# [JOB]
Render each line of the listing below as an entry in a numbered list, omitting any blank lines.

################

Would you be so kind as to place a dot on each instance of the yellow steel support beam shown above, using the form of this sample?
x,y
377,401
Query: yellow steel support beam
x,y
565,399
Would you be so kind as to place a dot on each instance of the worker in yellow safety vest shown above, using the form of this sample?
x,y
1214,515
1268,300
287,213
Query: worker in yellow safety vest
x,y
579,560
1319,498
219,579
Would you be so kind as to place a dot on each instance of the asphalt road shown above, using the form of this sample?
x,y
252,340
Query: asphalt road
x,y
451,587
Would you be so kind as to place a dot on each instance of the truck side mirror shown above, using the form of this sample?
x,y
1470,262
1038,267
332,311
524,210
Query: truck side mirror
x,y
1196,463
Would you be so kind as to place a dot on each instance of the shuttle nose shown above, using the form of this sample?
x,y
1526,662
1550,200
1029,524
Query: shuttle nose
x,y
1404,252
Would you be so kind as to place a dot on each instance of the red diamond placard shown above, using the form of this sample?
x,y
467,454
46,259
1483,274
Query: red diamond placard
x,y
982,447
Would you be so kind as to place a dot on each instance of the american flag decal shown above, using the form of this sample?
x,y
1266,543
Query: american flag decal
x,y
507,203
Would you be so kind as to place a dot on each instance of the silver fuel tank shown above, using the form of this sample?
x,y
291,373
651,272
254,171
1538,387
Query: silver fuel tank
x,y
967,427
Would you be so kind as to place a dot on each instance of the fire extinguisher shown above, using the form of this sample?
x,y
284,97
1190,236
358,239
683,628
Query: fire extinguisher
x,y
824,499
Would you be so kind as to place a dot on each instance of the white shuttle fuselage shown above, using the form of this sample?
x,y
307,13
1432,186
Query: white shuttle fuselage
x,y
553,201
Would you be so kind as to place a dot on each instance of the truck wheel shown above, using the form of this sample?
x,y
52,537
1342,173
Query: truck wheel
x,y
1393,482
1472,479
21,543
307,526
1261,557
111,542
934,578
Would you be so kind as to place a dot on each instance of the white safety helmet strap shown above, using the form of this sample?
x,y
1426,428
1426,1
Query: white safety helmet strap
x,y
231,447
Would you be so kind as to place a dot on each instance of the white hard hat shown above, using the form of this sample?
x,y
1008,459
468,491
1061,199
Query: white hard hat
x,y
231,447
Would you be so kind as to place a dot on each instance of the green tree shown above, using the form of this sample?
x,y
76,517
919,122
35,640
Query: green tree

################

# [TASK RESULT]
1. Would you be so kind as to place a dot on each instance of the yellow steel support beam shown above, using the form of this sample?
2. x,y
3. 377,401
4. Query: yellow steel support beam
5. x,y
6. 565,399
7. Would you be so kind as to place a dot on each instance of the worker in yellow safety vest shown above, using the form of this sample?
8. x,y
9. 1214,515
10. 1268,300
11. 287,213
12. Query: worker in yellow safety vest
13. x,y
14. 579,560
15. 1319,498
16. 219,579
17. Would you be so kind as to place a dot on each instance of the asphalt road shown above, using the form of this sample?
18. x,y
19. 252,340
20. Query: asphalt road
21. x,y
22. 451,587
23. Would you be so kind as to place a dot on each instance of the truck side mirror shown above, using the form of this sample?
24. x,y
25. 1470,262
26. 1038,267
27. 332,311
28. 524,210
29. Query: truck side mirror
30. x,y
31. 1196,463
32. Would you be so kind as to place a dot on each instance of the shuttle nose shown above, using the form of this sample?
33. x,y
34. 1526,662
35. 1550,200
36. 1029,524
37. Query: shuttle nose
38. x,y
39. 1404,252
40. Would you be so kind as to place a dot on each instance of the red diamond placard shown above, using the form of this sample?
41. x,y
42. 467,454
43. 46,259
44. 1483,274
45. Query: red diamond placard
46. x,y
47. 982,447
48. Would you be so kind as to place a dot on each instance of the american flag decal shown above, using the form of this sample?
49. x,y
50. 1266,543
51. Query: american flag decal
52. x,y
53. 507,203
54. Would you be so kind as to place a dot on each instance of the silver fuel tank shown above, using the form of this sample?
55. x,y
56. 291,373
57. 651,272
58. 254,171
59. 1538,387
60. Query: silver fuel tank
61. x,y
62. 967,427
63. Would you be so kind as to place a dot on each instance of the fire extinguisher shown above, using the form of this sample?
64. x,y
65. 284,97
66. 1190,236
67. 358,239
68. 683,628
69. Query: fire extinguisher
70. x,y
71. 824,499
72. Would you be so kind as to place a dot on each instance of the white shuttle fuselage shown above, using the form of this sample?
73. x,y
74. 307,13
75. 1432,186
76. Query: white shuttle fuselage
77. x,y
78. 553,201
79. Would you be so kind as to place a dot on each instance of the truck wheel shown above, using the form of this sample?
80. x,y
81. 52,537
82. 1342,173
83. Query: truck wheel
84. x,y
85. 1393,482
86. 1472,479
87. 21,543
88. 307,526
89. 1261,557
90. 111,542
91. 934,578
92. Would you be so kind as to place a dot on each instance of the white safety helmet strap shown above, using the form of this sample?
93. x,y
94. 1426,428
95. 1426,1
96. Query: white safety helmet strap
97. x,y
98. 231,447
99. Would you be so kind as to place a dot on each instance of the white hard hat shown above, using the form of this sample?
100. x,y
101. 1008,459
102. 468,491
103. 1061,199
104. Query: white hard hat
105. x,y
106. 231,447
107. Would you be so kind as to place a dot on each instance of the green tree shown above, using the form of this sample?
108. x,y
109. 76,517
110. 919,122
111. 35,640
112. Query: green tree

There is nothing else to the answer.